__Short exercise__
Retype the records below line for line, leaving out the pictures.

# START OF Recorded data

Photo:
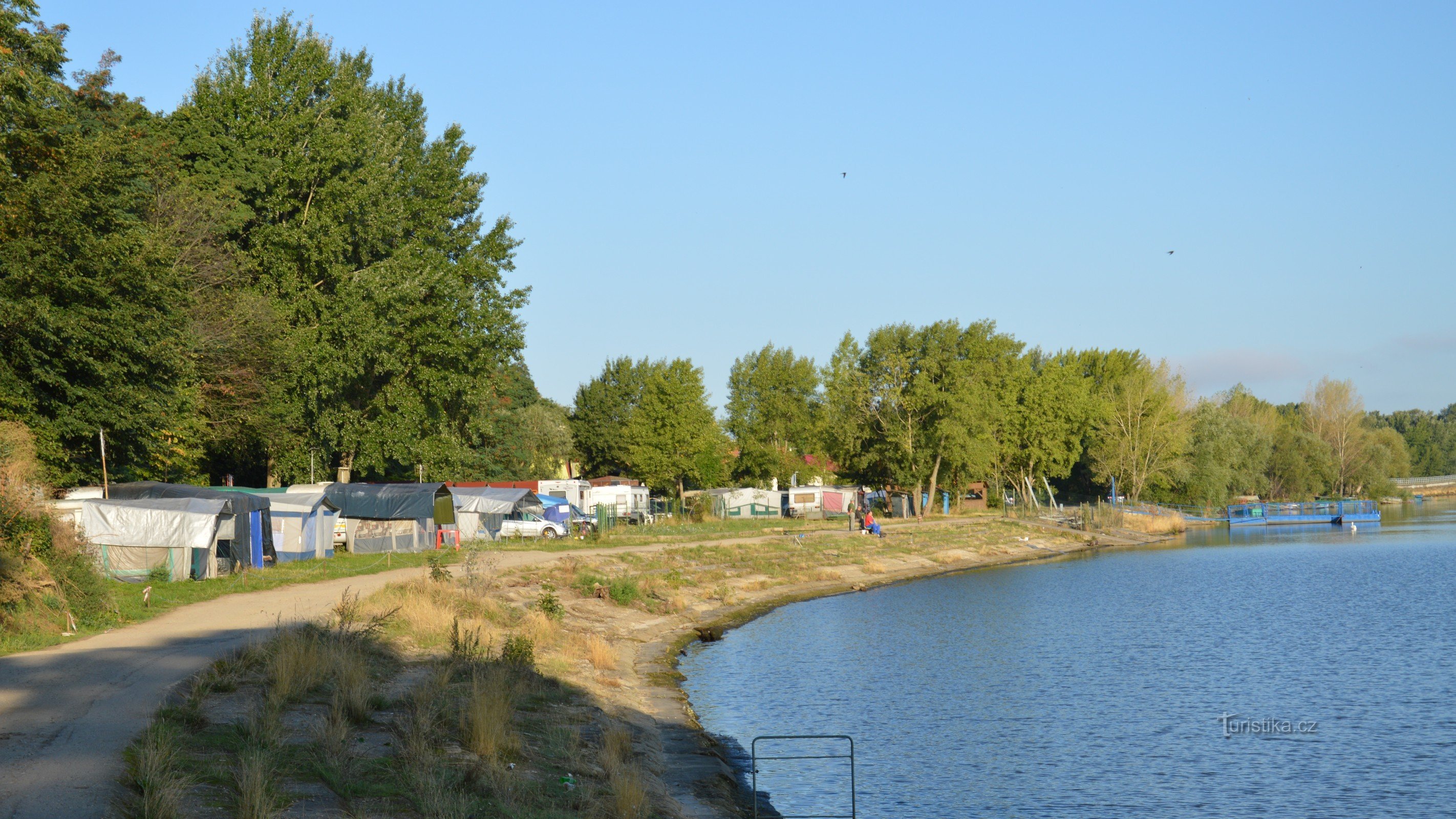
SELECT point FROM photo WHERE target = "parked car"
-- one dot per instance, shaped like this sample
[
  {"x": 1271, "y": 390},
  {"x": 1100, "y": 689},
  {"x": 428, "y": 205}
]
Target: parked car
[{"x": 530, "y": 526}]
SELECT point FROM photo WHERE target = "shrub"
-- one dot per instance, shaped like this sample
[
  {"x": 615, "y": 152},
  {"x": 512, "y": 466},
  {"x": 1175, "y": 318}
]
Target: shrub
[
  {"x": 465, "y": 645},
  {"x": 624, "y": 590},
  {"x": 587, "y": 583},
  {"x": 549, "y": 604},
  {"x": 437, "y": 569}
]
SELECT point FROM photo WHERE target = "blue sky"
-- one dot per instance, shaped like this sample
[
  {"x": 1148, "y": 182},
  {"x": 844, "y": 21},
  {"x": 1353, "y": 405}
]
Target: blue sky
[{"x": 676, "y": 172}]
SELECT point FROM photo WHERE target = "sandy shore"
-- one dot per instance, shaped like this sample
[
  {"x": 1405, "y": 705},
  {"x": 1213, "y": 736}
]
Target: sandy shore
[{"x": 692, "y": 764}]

# END OF Recorded data

__Correct output__
Photo:
SELECT point FROM photo WHERE target = "parked car"
-- one dot per instance, shaped like this sample
[
  {"x": 1271, "y": 390},
  {"x": 1100, "y": 689},
  {"x": 428, "y": 205}
]
Target: parked car
[{"x": 530, "y": 526}]
SELECT point FROM photo WHERE target = "shrub"
-- one dot per instance, shaped like this sample
[
  {"x": 615, "y": 152},
  {"x": 512, "y": 466},
  {"x": 1175, "y": 318}
]
Target: shrub
[
  {"x": 465, "y": 645},
  {"x": 624, "y": 590},
  {"x": 587, "y": 583},
  {"x": 549, "y": 604},
  {"x": 437, "y": 569}
]
SELECT point FROM photo WHERE target = "blue sky"
-- one dot per instance, shaped like this sample
[
  {"x": 1148, "y": 182},
  {"x": 844, "y": 21},
  {"x": 1353, "y": 405}
]
Target: blue sky
[{"x": 676, "y": 172}]
SELECT point FROM photo WHERE target = "sandy shore"
-- one dot per instance, shaped like this sample
[
  {"x": 1405, "y": 705},
  {"x": 1213, "y": 736}
]
Target: sandy shore
[{"x": 692, "y": 764}]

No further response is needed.